*** Extract Section Begins ***

Step 5: Cafe business plan
Every start-up business needs a business plan, especially if you’ll be applying for a business loan or seeking investors. Exactly how detailed your plan needs to be will depend on whether you’re opening a franchise café or an original concept café.
If you’re going the franchise way, the master franchisor will probably help you to write a business plan or put you in touch with someone who can help. If you’re creating your café brand from the ground up, you might want to involve a business consultant or enlist a friend who runs a successful business.
A business plan should start with an executive summary of your proposed business. This is the ‘barbecue pitch’ that explains the what, where, when, why and how of your café start up.
Then you need to go into detail about every aspect of the business.
- Market opportunity
- Target audiences
- Unique selling proposition
- Food and beverage offering
- Staff required
- Cost of start up
- Income forecasts for the first year
Anything else that is relevant to the setting up and ongoing operation of your café business
Step 4: Create customer personas
Spend a bit of time sitting in a neighbourhood café that might attract the same people you’re targeting. Notice who’s coming and going, then create a customer persona for each of the groups you want to target.
Every persona should be detailed. Give them a name, gender, age, job, income, address, family status and hobbies. Find pictures of what they look like and think about the things they aspire to. Also think about the challenges that each persona faces, i.e. short on time, short on money, concerned about health.
Cafés generally attract local people, so make sure you target people who actually live in your area. Also make sure they represent a large enough group in society. There’s no point targeting folk-music-loving vegan families if these people don’t live or work near your café.
Step 5: Get a handle on all the costs
Before you take the big leap into opening a café, have your eyes wide open for cost creep. The smartest way to avoid financial shocks is to draw up a comprehensive budget that thinks of absolutely everything. And always include a contingency for unexpected expenses, like getting the sink drain unclogged, repairing a dishwasher or replacing old flooring.

*** Extract Section Ends ***
*** Data shown Section Begins ***

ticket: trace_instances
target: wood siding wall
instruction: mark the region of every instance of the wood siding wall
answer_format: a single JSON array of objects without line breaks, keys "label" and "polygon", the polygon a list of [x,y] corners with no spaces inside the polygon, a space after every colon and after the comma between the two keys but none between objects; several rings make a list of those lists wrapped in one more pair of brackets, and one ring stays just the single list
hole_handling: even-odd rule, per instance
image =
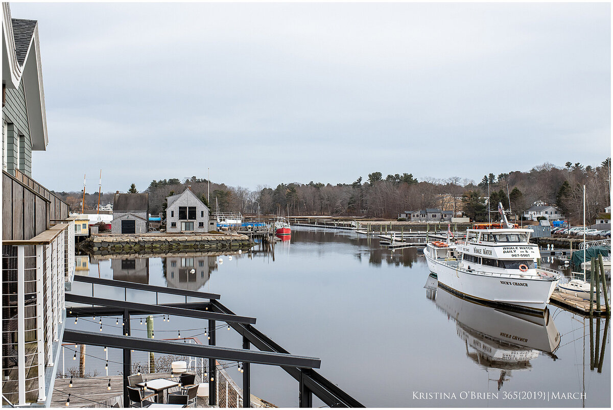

*** Data shown Section Ends ***

> Exercises
**A.** Extract everything from "A business plan should" down to "want to target." in the café start-up guide.
**B.** Extend the café start-up guide past its final sentence.
These records have no connection to the café start-up guide.

> Solved problems
**A.**
A business plan should start with an executive summary of your proposed business. This is the ‘barbecue pitch’ that explains the what, where, when, why and how of your café start up.
Then you need to go into detail about every aspect of the business.
- Market opportunity
- Target audiences
- Unique selling proposition
- Food and beverage offering
- Staff required
- Cost of start up
- Income forecasts for the first year
Anything else that is relevant to the setting up and ongoing operation of your café business
Step 4: Create customer personas
Spend a bit of time sitting in a neighbourhood café that might attract the same people you’re targeting. Notice who’s coming and going, then create a customer persona for each of the groups you want to target.

**B.**
Your budget should include:
- Building rental – initial deposit as well as monthly rent payments.
- Décor updates – paint, flooring and wall art.
- Furniture – tables, chairs and high chairs (if you want to be kid-friendly).
- Kitchen updates – work surfaces, equipment, tools, appliances, cookware and serve ware.
- Staff – wages, uniforms and training.
- Utilities – gas, water and power.
- Stock – products made by others that you’ll on-sell, ingredients for making products on your premises, coffee beans and bottled drinks.
- Crockery and cutlery – cups, saucers, mugs, plates, knives, forks and all the other things customers need to consume your products.
- Music – all businesses that play music — from cafes, bars and nightclubs to stores, offices, gyms and hairdressers — need permission from music creators to use their music. Go to OneMusic to find out what you need to do.
- Insurance - Not sure what insurance you need? See this page covering insurance options within the hospitality sector.
Step 6: Just do it!
Once you’ve done all the thinking and planning, it’s time to seize your opportunity and steer it towards the café hall of fame. If the numbers stack up and the market’s busting for an establishment like yours, the only thing stopping you will be fear. That’s perfectly reasonable, because anything worth doing usually comes with a bit of anxiety.
It can be helpful to have supportive people around you during the start-up phase, so consider joining a business networking group or the Restaurant Association of New Zealand.